* **Exercício a**
Você pode reproduzir na íntegra, sem nenhuma alteração, o trecho sobre a Torre de Vigia apresentado a seguir?

===

Para muitos líderes da Torre de Vigia, é muito mais importante que as fileiras das Testemunhas sejam “leais”, ou seja, sigam todas as instruções deles ao pé da letra, do que elas crescerem espiritualmente ou emocionalmente, aprenderem a tomar boas decisões com base em sua própria consciência esclarecida e bom senso, ou experimentarem a felicidade na vida. Eles se referem ao seu sistema de crenças como “a verdade”, mas a exposição da verdade claramente não é o objetivo primordial deles.[1]

Muitos dos que saem desse ambiente de controle sentem a necessidade de reagir contra a Torre de Vigia, de uma forma ou de outra. Muitos fazem isso zombando da organização. Outros ficam tão irados que a chicoteiam furiosamente. Alguns dirigem sua raiva da Torre de Vigia contra qualquer tipo de religião, embora o perfil das Testemunhas não seja nem um pouco típico da maioria das religiões cristãs, ou, na verdade, de qualquer religião que seja.

===

* **Exercício b**
Como ficam as linhas das entradas abaixo convertidas em uma lista JSON de strings, com uma string para cada linha e sem as linhas em branco? Deixe as imagens fora da resposta.

===

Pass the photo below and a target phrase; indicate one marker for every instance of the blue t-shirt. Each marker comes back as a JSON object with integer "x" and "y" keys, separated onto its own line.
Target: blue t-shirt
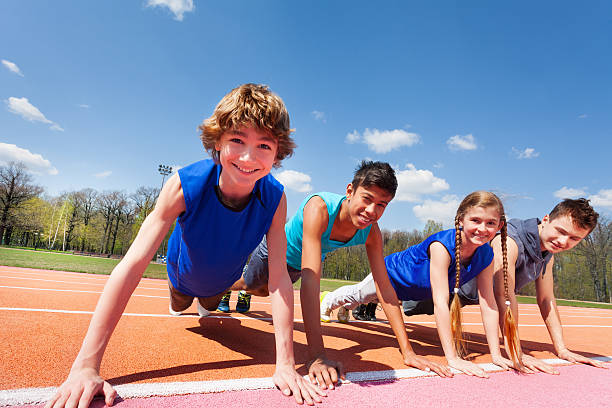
{"x": 294, "y": 229}
{"x": 409, "y": 272}
{"x": 211, "y": 243}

===

* **Resposta a**
Para muitos líderes da Torre de Vigia, é muito mais importante que as fileiras das Testemunhas sejam “leais”, ou seja, sigam todas as instruções deles ao pé da letra, do que elas crescerem espiritualmente ou emocionalmente, aprenderem a tomar boas decisões com base em sua própria consciência esclarecida e bom senso, ou experimentarem a felicidade na vida. Eles se referem ao seu sistema de crenças como “a verdade”, mas a exposição da verdade claramente não é o objetivo primordial deles.[1]

Muitos dos que saem desse ambiente de controle sentem a necessidade de reagir contra a Torre de Vigia, de uma forma ou de outra. Muitos fazem isso zombando da organização. Outros ficam tão irados que a chicoteiam furiosamente. Alguns dirigem sua raiva da Torre de Vigia contra qualquer tipo de religião, embora o perfil das Testemunhas não seja nem um pouco típico da maioria das religiões cristãs, ou, na verdade, de qualquer religião que seja.

* **Resposta b**
[
  "Pass the photo below and a target phrase; indicate one marker for every instance of the blue t-shirt. Each marker comes back as a JSON object with integer \"x\" and \"y\" keys, separated onto its own line.",
  "Target: blue t-shirt",
  "{\"x\": 294, \"y\": 229}",
  "{\"x\": 409, \"y\": 272}",
  "{\"x\": 211, \"y\": 243}"
]